_LISTED RECORDS_.
============================================================
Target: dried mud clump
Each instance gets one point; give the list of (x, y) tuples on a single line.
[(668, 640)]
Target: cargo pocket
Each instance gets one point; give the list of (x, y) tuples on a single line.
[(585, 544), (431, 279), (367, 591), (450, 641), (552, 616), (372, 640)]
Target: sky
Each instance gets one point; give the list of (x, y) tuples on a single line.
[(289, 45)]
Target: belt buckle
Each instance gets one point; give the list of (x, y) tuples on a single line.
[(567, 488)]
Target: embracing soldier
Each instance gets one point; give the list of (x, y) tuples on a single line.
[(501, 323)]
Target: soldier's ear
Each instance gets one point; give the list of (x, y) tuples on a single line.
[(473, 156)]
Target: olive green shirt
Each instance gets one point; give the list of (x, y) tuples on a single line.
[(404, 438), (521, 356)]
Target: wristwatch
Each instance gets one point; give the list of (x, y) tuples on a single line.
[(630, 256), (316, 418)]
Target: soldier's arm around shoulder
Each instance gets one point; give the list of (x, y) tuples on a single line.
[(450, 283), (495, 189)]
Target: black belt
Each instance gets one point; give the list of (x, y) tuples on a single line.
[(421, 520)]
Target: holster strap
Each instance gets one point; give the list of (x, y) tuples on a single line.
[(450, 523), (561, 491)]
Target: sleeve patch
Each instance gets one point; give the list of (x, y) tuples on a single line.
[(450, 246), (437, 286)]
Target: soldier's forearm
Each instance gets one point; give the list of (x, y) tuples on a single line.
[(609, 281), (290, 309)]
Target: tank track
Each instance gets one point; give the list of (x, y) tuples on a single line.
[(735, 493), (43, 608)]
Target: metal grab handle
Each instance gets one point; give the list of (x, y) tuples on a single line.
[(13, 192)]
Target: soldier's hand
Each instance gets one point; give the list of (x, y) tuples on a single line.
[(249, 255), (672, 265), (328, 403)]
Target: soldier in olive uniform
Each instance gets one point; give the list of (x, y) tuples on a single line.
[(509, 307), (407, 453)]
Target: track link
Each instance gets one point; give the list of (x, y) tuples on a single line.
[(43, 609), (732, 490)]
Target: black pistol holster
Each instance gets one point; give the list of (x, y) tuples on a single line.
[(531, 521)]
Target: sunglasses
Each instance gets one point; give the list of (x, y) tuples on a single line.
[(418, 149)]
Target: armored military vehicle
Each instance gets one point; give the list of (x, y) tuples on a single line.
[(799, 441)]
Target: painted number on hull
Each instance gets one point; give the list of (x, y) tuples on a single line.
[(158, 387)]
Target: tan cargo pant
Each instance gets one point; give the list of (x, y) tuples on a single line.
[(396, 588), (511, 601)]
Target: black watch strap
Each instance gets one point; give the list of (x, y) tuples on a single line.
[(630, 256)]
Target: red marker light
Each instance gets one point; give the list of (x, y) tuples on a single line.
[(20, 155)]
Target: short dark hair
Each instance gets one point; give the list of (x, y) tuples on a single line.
============================================================
_WORK TASK_.
An exact repetition of the data above is all that is needed.

_REPLY TO THE EXERCISE_.
Target: dried mud clump
Each instance gets one point; give the list of (x, y) tuples on a single line.
[(668, 640)]
Target: cargo pocket
Each instance gets one point; give the list of (x, y) tuples on a single line.
[(585, 544), (431, 279), (367, 591), (450, 641), (552, 616), (372, 640)]
Target: sky
Each instance gets one point; give the list of (x, y) tuples on a single line.
[(289, 45)]
Target: belt buckle
Each instance gets one point; give the list of (x, y) tuples on a single line.
[(567, 488)]
Target: embracing soldier
Each instance gets one point; give the list of (x, y) tuples on a single line.
[(501, 323)]
Target: soldier's ear
Each instance gets one point; give the list of (x, y) tuples on a single line.
[(473, 156)]
Target: olive green shirt
Each instance gets one point; give the list of (x, y) tuples on a single line.
[(404, 438), (521, 356)]
Target: wristwatch
Each instance gets one point; give the list of (x, y) tuples on a single line.
[(630, 256), (316, 418)]
Target: soldier's arm around shoulder
Each instance gets one point; give the list of (x, y) tuples on a single line.
[(450, 283), (495, 189)]
Target: black belt
Each instance gets one point; give the list of (x, y) tuples on a single line.
[(421, 520)]
Target: holster strap
Each instance gets one point; give the list of (x, y) tuples on a single line.
[(450, 523), (561, 491)]
Target: sleeve patch
Each instance gets one point; give the list of (x, y) tuples on a single line.
[(450, 246), (437, 286)]
Target: soldier's forearm
Each instance gets one point; give the list of (x, y) tuples on a single line.
[(609, 281), (290, 309)]
Target: tank track
Each instance gets one point; give the list of (x, y) tuples on a single line.
[(735, 493), (43, 608)]
Target: metal grab handle
Each instance gets one point; give the list of (x, y) tuples on a single line.
[(13, 192)]
Target: soldier's hand
Each instance gets one point; give the list of (x, y) tuples on a single line.
[(249, 255), (672, 265), (328, 403)]
Target: soldier in olive uniform
Each instance gets one point; give the list of (x, y) tuples on a single line.
[(509, 307), (407, 453)]
Target: track link
Each instance gets one point; give the list of (x, y) tuples on a single line.
[(43, 609), (732, 490)]
Target: black pistol holster
Each instance gets one point; give the list of (x, y) tuples on a single line.
[(531, 521)]
Target: sunglasses
Each instance gets one point; give the list of (x, y) tuples on a single line.
[(418, 149)]
Target: armored military vehicle
Each instance gets one point; give the list of (x, y) tuples on a single line.
[(799, 441)]
Target: painted number on hull
Each instance gets one point; give the list of (x, y) tuples on a single line.
[(158, 387)]
Target: tan cargo pant
Each instance gets one point; give the list of (x, y) tuples on a single line.
[(396, 588), (511, 601)]
Target: black watch strap
Each instance gets one point; give the list of (x, y) tuples on a single line.
[(630, 256)]
Target: red marker light
Each instance gets one point; give the list of (x, y) tuples on a single line.
[(20, 155)]
Target: short dark hair
Each instance gets one point; give the list of (x, y) tuples on a single line.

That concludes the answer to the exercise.